» Exercise aim:
Reproduce the entries below from their start through the line containing "xmin=850 ymin=504 xmax=893 ymax=516", both ends included, keeping the requests. Multiply each bounding-box coordinate in the answers by 2.4 and round to whole numbers, halves up, but leave the requests and their sample coordinates unchanged.

» Material provided:
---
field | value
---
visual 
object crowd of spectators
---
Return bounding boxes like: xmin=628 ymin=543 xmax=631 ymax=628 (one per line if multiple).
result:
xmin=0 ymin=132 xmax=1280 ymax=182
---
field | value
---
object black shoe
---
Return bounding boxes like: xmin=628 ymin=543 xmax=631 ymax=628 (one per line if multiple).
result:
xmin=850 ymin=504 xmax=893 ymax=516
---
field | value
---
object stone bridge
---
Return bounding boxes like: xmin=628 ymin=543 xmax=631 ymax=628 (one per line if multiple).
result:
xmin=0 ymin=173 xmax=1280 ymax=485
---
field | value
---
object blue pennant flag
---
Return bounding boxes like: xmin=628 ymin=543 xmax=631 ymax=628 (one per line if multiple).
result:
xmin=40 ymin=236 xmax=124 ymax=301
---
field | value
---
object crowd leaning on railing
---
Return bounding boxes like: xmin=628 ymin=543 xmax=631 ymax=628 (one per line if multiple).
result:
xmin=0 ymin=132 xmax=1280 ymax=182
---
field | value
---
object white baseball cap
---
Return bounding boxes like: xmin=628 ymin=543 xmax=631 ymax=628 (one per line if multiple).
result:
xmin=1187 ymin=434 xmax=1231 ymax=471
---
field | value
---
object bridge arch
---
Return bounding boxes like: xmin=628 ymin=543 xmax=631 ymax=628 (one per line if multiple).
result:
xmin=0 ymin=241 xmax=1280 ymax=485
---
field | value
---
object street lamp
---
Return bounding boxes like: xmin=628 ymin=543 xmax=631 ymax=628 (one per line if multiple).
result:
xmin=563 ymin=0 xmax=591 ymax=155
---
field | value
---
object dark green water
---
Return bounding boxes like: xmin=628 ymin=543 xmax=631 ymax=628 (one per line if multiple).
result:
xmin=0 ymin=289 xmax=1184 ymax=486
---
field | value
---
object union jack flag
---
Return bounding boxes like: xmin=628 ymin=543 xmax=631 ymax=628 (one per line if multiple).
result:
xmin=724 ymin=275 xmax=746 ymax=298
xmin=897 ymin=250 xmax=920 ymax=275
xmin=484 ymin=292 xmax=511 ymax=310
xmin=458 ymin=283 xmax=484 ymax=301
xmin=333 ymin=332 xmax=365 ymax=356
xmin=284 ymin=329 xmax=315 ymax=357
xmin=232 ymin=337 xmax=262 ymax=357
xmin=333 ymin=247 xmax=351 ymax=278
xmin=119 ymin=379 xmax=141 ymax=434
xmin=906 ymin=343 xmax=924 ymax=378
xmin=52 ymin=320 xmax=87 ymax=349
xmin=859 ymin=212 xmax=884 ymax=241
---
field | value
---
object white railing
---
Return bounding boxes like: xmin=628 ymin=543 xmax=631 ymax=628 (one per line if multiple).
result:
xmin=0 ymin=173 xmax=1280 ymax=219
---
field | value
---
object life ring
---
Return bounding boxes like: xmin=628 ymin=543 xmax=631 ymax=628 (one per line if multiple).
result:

» Correct answer:
---
field | value
---
visual 
object crowd of spectators
---
Return bounding boxes like: xmin=628 ymin=543 xmax=631 ymax=628 (one per line if multiple).
result:
xmin=0 ymin=317 xmax=3072 ymax=437
---
field | value
---
object black shoe
---
Return bounding boxes like: xmin=628 ymin=543 xmax=631 ymax=628 (one per line if multiple).
result:
xmin=2040 ymin=1210 xmax=2143 ymax=1238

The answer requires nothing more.